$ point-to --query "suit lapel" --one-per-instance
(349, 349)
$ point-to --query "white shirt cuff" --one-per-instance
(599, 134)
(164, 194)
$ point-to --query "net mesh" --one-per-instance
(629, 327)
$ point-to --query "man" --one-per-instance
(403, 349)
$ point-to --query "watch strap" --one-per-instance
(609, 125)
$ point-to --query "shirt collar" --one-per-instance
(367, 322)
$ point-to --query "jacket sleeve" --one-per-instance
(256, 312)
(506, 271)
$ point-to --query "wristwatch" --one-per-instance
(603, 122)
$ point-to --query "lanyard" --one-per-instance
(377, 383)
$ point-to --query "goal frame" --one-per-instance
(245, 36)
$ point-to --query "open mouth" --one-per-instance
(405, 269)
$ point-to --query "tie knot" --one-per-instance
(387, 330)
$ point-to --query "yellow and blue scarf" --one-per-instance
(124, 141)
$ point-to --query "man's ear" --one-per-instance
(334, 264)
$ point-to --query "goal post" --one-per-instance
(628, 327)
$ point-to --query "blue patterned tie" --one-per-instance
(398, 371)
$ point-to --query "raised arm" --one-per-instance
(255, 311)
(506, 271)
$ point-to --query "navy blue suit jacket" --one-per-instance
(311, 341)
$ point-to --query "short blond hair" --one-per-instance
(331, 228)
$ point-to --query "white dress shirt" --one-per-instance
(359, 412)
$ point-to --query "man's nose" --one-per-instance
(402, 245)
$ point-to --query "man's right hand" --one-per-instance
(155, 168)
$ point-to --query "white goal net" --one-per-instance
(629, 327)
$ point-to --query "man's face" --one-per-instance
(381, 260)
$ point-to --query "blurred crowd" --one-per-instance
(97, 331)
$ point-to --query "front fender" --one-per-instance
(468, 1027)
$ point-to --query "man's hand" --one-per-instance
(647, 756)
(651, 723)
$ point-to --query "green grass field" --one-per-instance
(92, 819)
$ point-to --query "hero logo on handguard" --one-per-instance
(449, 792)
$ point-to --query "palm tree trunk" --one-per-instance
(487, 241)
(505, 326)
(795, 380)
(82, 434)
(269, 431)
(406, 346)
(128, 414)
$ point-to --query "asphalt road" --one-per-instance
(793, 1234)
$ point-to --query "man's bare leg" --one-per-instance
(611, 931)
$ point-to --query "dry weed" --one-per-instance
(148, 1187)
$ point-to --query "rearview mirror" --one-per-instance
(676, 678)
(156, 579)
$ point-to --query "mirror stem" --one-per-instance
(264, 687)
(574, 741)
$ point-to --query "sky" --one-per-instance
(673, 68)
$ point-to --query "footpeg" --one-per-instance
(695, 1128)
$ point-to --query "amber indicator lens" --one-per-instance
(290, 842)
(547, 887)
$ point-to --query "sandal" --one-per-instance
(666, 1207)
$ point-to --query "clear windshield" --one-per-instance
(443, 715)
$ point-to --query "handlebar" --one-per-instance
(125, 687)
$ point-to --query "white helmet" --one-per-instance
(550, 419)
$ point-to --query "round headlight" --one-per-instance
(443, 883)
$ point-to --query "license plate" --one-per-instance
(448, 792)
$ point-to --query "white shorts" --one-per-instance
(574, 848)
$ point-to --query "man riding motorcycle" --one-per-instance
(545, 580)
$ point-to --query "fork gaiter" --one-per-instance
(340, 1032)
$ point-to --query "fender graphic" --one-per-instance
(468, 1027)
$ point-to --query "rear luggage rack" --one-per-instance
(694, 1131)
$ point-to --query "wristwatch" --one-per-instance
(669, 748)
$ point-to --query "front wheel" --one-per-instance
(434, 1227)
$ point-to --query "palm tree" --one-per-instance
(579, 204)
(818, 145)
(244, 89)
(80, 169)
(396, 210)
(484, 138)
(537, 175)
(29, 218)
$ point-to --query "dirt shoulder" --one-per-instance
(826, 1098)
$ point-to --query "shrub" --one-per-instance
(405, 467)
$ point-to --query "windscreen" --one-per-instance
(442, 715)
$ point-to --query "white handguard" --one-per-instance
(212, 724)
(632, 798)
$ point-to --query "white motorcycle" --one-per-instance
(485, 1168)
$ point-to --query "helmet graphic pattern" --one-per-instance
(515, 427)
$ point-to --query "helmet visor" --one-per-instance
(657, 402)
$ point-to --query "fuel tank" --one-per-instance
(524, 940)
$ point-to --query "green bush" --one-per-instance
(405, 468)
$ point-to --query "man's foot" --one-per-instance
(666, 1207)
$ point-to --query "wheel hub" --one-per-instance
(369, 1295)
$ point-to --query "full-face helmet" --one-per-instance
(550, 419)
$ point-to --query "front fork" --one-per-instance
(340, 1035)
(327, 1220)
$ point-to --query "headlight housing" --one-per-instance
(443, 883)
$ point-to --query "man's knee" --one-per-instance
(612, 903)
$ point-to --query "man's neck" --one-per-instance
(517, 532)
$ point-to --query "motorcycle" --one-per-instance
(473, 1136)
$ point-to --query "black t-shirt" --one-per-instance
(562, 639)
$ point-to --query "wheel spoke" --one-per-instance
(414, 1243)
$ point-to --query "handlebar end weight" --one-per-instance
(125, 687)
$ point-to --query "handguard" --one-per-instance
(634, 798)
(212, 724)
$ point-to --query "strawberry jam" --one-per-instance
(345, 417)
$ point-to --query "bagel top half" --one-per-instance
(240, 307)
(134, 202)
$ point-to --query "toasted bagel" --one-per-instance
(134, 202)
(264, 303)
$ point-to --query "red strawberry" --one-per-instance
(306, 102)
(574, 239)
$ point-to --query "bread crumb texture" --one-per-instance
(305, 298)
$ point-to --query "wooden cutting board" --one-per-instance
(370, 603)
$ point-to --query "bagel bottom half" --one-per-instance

__WHAT TO WORK ON__. Reproduce the data in its entirety, matching each character.

__OUTPUT OF THE TASK__.
$ point-to --query "suit lapel" --one-per-instance
(349, 349)
$ point-to --query "white shirt cuff" --one-per-instance
(599, 134)
(164, 194)
$ point-to --query "net mesh" --one-per-instance
(629, 327)
$ point-to --query "man" --one-per-instance
(403, 349)
$ point-to --query "watch strap" --one-per-instance
(609, 125)
$ point-to --query "shirt collar" --one-per-instance
(367, 322)
$ point-to --query "jacket sleeve" --one-per-instance
(256, 312)
(506, 271)
$ point-to --query "wristwatch" --one-per-instance
(603, 122)
$ point-to --query "lanyard" --one-per-instance
(377, 383)
$ point-to --query "goal frame" --one-per-instance
(245, 36)
$ point-to --query "open mouth" --one-per-instance
(405, 269)
$ point-to --query "tie knot" --one-per-instance
(387, 330)
$ point-to --query "yellow and blue scarf" --one-per-instance
(124, 141)
$ point-to --query "man's ear" --one-per-instance
(334, 264)
$ point-to --query "goal post" --one-per-instance
(628, 327)
$ point-to --query "blue patterned tie" --one-per-instance
(398, 371)
$ point-to --query "raised arm" --one-per-instance
(255, 311)
(506, 271)
$ point-to --query "navy blue suit jacket" --one-per-instance
(311, 341)
$ point-to --query "short blond hair" --one-per-instance
(331, 228)
$ point-to --query "white dress shirt" --one-per-instance
(359, 412)
$ point-to --query "man's nose" --one-per-instance
(402, 245)
$ point-to --query "man's right hand" --one-per-instance
(155, 168)
$ point-to --query "white goal net" --one-per-instance
(629, 327)
$ point-to --query "man's face" --one-per-instance
(381, 260)
$ point-to --query "blurred crowd" --one-per-instance
(97, 331)
$ point-to --query "front fender" --one-per-instance
(468, 1027)
$ point-to --query "man's hand" --one-per-instance
(647, 756)
(651, 723)
$ point-to --query "green grass field" --one-per-instance
(92, 819)
$ point-to --query "hero logo on handguard" --one-per-instance
(449, 792)
$ point-to --query "palm tree trunk" --one-per-instance
(487, 241)
(505, 326)
(795, 380)
(82, 434)
(269, 431)
(406, 346)
(128, 414)
$ point-to --query "asphalt road" --one-per-instance
(793, 1234)
$ point-to --query "man's bare leg" --one-per-instance
(611, 931)
$ point-to --query "dry weed" --one-per-instance
(148, 1187)
$ point-to --query "rearview mirror" --one-per-instance
(676, 678)
(156, 579)
$ point-to --query "mirror stem" --one-per-instance
(264, 687)
(574, 741)
$ point-to --query "sky" --one-per-instance
(673, 68)
$ point-to --query "footpeg" --one-per-instance
(695, 1128)
$ point-to --query "amber indicator lens" --one-per-instance
(290, 842)
(547, 887)
$ point-to --query "sandal" --one-per-instance
(666, 1207)
$ point-to --query "clear windshield" --one-per-instance
(443, 715)
$ point-to --query "handlebar" --one-per-instance
(125, 687)
$ point-to --query "white helmet" --one-per-instance
(550, 419)
$ point-to --query "round headlight" --one-per-instance
(443, 883)
$ point-to --query "license plate" --one-per-instance
(448, 792)
$ point-to --query "white shorts" --one-per-instance
(574, 848)
$ point-to --query "man riding motorcycle" --one-per-instance
(545, 580)
$ point-to --query "fork gaiter" --one-per-instance
(340, 1032)
$ point-to --query "fender graphic" --one-per-instance
(468, 1027)
$ point-to --query "rear luggage rack" --one-per-instance
(694, 1131)
$ point-to --query "wristwatch" --one-per-instance
(669, 748)
$ point-to --query "front wheel" --one-per-instance
(434, 1227)
$ point-to --query "palm tree" --one-per-instance
(579, 204)
(818, 145)
(244, 89)
(80, 169)
(396, 210)
(484, 138)
(537, 175)
(29, 218)
$ point-to --query "dirt shoulder" --one-per-instance
(826, 1098)
$ point-to --query "shrub" --one-per-instance
(405, 467)
$ point-to --query "windscreen" --one-per-instance
(442, 715)
$ point-to --query "white handguard" --one-per-instance
(212, 724)
(632, 798)
$ point-to --query "white motorcycle" --one-per-instance
(485, 1168)
$ point-to --query "helmet graphic pattern" --one-per-instance
(515, 427)
$ point-to --query "helmet visor" --one-per-instance
(657, 402)
$ point-to --query "fuel tank" --one-per-instance
(524, 940)
$ point-to --query "green bush" --one-per-instance
(405, 468)
$ point-to --query "man's foot" --one-per-instance
(666, 1207)
$ point-to --query "wheel hub" --one-per-instance
(369, 1295)
$ point-to --query "full-face helmet" --one-per-instance
(550, 419)
$ point-to --query "front fork" --one-per-instance
(340, 1035)
(327, 1220)
$ point-to --query "headlight housing" --one-per-instance
(443, 883)
$ point-to --query "man's knee" --one-per-instance
(612, 903)
$ point-to --query "man's neck" --one-per-instance
(517, 532)
$ point-to --query "motorcycle" --one-per-instance
(473, 1136)
$ point-to --query "black t-shirt" --one-per-instance
(562, 639)
$ point-to --query "wheel spoke" --one-per-instance
(414, 1243)
$ point-to --query "handlebar end weight" --one-per-instance
(125, 687)
$ point-to --query "handguard" --one-per-instance
(634, 798)
(212, 724)
$ point-to --query "strawberry jam" --one-per-instance
(345, 417)
$ point-to --query "bagel top half" --one-per-instance
(240, 307)
(134, 202)
$ point-to --query "toasted bagel" --one-per-instance
(134, 202)
(264, 303)
$ point-to --query "red strawberry" --one-per-instance
(306, 102)
(574, 239)
$ point-to --query "bread crumb texture" --one-per-instance
(305, 298)
$ point-to --query "wooden cutting board" --one-per-instance
(370, 603)
$ point-to --query "bagel bottom half" --one-per-instance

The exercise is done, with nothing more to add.